[BEGIN LISTED RECORDS]

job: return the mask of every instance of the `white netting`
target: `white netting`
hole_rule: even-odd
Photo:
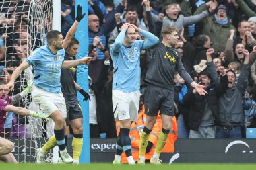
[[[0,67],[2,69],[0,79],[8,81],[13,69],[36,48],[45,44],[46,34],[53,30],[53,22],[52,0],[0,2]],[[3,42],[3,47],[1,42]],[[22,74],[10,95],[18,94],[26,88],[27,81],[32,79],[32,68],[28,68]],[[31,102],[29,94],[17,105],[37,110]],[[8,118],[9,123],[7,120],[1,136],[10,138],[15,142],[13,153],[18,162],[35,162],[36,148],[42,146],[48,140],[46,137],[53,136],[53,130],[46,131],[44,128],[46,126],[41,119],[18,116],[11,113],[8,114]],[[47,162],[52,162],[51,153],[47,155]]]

[END LISTED RECORDS]
[BEGIN LISTED RECORDS]

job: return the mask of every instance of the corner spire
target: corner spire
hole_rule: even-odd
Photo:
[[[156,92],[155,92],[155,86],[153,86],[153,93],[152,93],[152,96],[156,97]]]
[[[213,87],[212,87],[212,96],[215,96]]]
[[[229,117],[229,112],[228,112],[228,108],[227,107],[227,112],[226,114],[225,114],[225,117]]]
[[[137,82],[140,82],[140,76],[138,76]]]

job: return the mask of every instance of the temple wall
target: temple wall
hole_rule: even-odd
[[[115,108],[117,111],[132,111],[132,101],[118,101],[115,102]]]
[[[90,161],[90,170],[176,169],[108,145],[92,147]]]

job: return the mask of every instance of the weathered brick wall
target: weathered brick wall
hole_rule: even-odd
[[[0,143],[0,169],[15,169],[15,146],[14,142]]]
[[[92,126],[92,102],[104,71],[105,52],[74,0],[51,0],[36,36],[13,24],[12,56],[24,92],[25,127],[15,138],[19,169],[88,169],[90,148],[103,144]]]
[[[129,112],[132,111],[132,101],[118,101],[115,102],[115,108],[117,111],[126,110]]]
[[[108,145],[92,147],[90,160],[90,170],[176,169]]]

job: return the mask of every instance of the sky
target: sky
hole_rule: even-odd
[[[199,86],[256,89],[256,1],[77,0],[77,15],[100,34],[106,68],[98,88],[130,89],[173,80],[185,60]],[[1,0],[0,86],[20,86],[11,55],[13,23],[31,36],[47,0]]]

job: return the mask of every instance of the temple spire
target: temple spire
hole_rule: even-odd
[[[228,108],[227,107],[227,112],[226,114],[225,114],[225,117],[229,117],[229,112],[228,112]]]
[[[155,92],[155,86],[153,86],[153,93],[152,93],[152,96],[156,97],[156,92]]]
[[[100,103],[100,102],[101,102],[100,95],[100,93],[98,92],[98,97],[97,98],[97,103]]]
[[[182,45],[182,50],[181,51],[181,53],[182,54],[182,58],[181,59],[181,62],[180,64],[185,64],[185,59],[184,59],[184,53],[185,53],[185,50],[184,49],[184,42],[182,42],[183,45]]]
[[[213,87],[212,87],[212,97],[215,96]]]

[END LISTED RECORDS]
[BEGIN LISTED RECORDS]

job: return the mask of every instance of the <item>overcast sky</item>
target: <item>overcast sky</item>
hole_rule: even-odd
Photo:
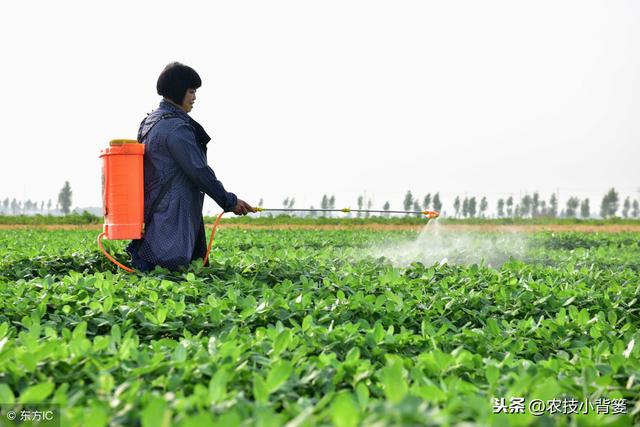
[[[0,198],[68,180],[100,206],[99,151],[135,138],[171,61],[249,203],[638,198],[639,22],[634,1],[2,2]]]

[END LISTED RECORDS]

PROBLEM DETAILS: Pull out every line of the records that contains the string "target". Uppercase and lowercase letters must match.

REPLY:
target: `white netting`
target: corner spire
target: temple wall
target: weathered brick wall
target: sky
target: temple spire
target: <item>overcast sky</item>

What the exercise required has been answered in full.